*What this exercise asks:*
1. Return the stretch of the JeffCo school tax text from "Note that the" through "county’s highest rate.", copied word for word.
2. In the JeffCo school tax text, condense the paragraph beginning "It is interesting to see that Festus" into a short bulleted list that keeps its main facts.
3. Continue the JeffCo school tax text from where it stops.

*Document excerpt:*
For comparison purposes, here is a list of the 2015 tax rates for every JeffCo school district in dollars per $100 of real estate valuation, from greatest to least. This comes from the Jefferson County web page.

  • Dunklin: 5.3662 (if tax passes)
  • Windsor: 4.8429
  • Grandview: 4.7466
  • Dunklin: 4.7462
  • Crystal City: 4.7416
  • Hillsboro: 4.7025
  • Fox: 4.6767
  • Northwest: 4.6026
  • Jefferson: 4.5967
  • Sunrise: 4.4968
  • De Soto: 4.3258
  • Festus: 3.74

Note that the Blackcat Pride ballot language says the proposition will raise the district’s operating levy t0 4.6962. This number does not include the district’s 0.67 debt service fund. Add that in and you get the total potential tax rate of 5.3662 listed above.

Get What You Pay For?

It is interesting to see that Festus, by some measures the best school district in the county (when they aren’t suspending Trump sign holders!), has by far the lowest tax rate. However, the districts with the next lowest rates, De Soto and Sunrise, are not very good districts. Windsor, another top district in the county, has the county’s highest rate.

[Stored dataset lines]
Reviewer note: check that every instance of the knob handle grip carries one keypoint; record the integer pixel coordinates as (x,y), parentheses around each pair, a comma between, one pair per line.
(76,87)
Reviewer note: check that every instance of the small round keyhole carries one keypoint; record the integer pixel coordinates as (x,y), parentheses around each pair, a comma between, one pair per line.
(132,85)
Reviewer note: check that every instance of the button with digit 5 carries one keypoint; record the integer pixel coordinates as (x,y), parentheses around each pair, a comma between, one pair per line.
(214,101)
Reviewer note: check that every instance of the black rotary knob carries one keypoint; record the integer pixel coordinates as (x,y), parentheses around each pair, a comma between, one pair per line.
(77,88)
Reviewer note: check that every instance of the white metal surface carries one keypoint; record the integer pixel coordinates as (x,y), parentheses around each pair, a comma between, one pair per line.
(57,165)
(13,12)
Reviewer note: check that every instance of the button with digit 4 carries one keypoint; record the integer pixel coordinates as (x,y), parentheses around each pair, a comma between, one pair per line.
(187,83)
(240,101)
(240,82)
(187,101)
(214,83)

--

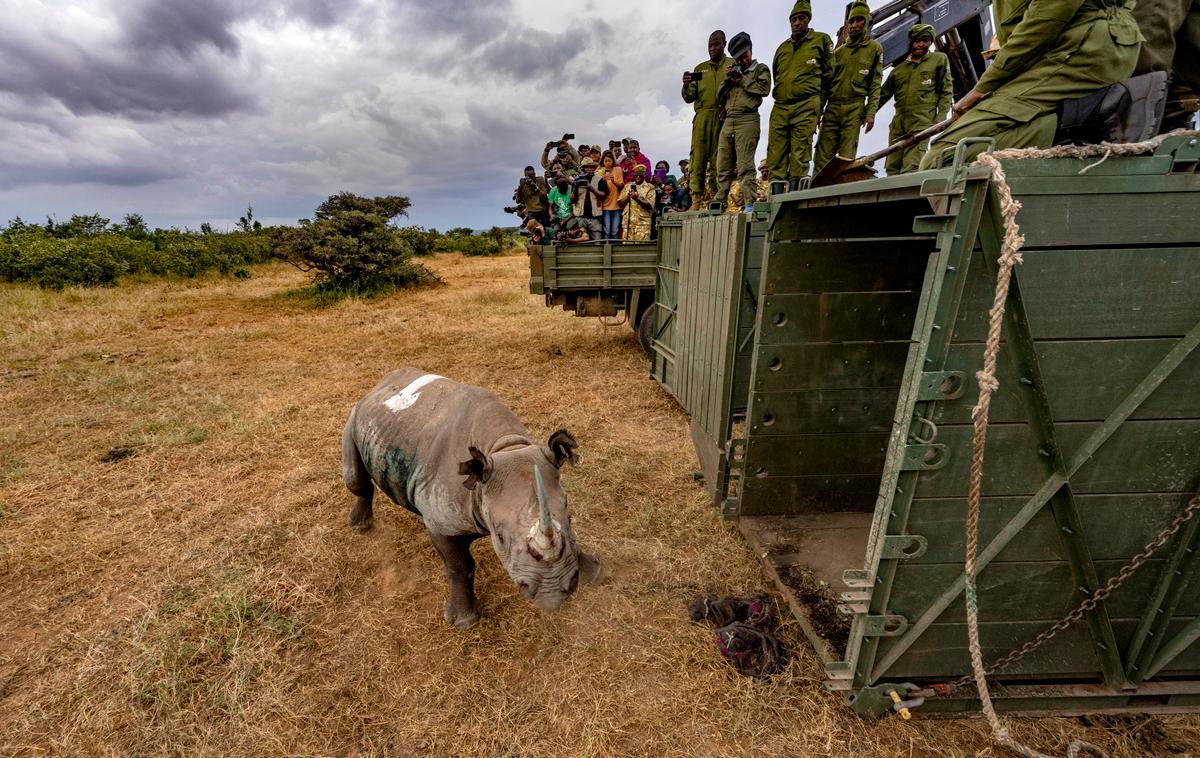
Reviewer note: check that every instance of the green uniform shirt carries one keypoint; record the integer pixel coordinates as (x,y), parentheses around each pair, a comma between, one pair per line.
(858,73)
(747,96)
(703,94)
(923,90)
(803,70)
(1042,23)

* * *

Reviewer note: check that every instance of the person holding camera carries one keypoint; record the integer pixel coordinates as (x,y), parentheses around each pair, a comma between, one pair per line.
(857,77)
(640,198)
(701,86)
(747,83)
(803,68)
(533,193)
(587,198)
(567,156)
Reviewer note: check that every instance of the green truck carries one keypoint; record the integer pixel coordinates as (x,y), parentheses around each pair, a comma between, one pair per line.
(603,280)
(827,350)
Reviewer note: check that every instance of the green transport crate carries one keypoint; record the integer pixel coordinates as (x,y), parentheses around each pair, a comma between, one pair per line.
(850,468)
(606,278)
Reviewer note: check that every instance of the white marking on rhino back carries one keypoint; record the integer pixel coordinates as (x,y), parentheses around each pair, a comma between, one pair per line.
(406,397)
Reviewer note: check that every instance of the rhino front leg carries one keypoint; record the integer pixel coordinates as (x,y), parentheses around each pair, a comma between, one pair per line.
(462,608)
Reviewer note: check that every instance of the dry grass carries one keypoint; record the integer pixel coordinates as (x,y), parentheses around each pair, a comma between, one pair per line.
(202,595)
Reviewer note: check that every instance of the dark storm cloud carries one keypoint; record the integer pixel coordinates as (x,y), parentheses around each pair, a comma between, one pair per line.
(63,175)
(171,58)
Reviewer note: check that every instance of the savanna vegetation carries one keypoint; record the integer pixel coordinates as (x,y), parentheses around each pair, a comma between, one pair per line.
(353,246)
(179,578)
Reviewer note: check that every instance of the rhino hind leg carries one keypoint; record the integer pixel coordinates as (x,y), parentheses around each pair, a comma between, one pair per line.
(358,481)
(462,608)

*Answers to the problems:*
1.
Note that the Blackcat Pride ballot language says the proposition will raise the district’s operating levy t0 4.6962. This number does not include the district’s 0.67 debt service fund. Add that in and you get the total potential tax rate of 5.3662 listed above.

Get What You Pay For?

It is interesting to see that Festus, by some measures the best school district in the county (when they aren’t suspending Trump sign holders!), has by far the lowest tax rate. However, the districts with the next lowest rates, De Soto and Sunrise, are not very good districts. Windsor, another top district in the county, has the county’s highest rate.

2.
- Festus, by some measures the county's best school district, has by far the lowest tax rate.
- De Soto and Sunrise have the next lowest rates but are not very good districts.
- Windsor, another top district in the county, has the county's highest rate.

3.
Dunklin, which is right now the 3rd-highest taxing district, is not a great district. If this tax passes, it will have the highest tax, and will be the first district in the county to break the $5 per $100 valuation mark.

Ride Sharing Coming to JeffCo, Perhaps

9 Sep

Uber, the ridesharing service that lets you hail a ride with a smartphone app (and find a passenger if you are an Uber driver) is active in St. Louis City and County, but not here in JeffCo (specifically, you can get dropped off in JeffCo but not picked up). However, there is a new rideshare company that might start operating here in the near future.

The company is called Curvesides, and the company’s Missouri manager says that it will be active in the county when “100 riders who would love to drive” have signed up. The company is apparently live in St. Louis already.

Uber in STL charges riders a base fare of $1.75, plus $1.50 per mile, and Uber drivers get to keep about 80% of that. Curvesides says its drivers will pay the company a flat $60 per week, unless they make less than $300 in a week, in which case drivers pay 25% to the company. As for fares, Curvesides will charge a base fare of $6.75 (for 2 miles) plus $1.35 per mile. Curvesides will apparently not charge surge fares like Uber does when it is busy. Surges can increase fares by 2x or more during periods of high demand (like after a major concert).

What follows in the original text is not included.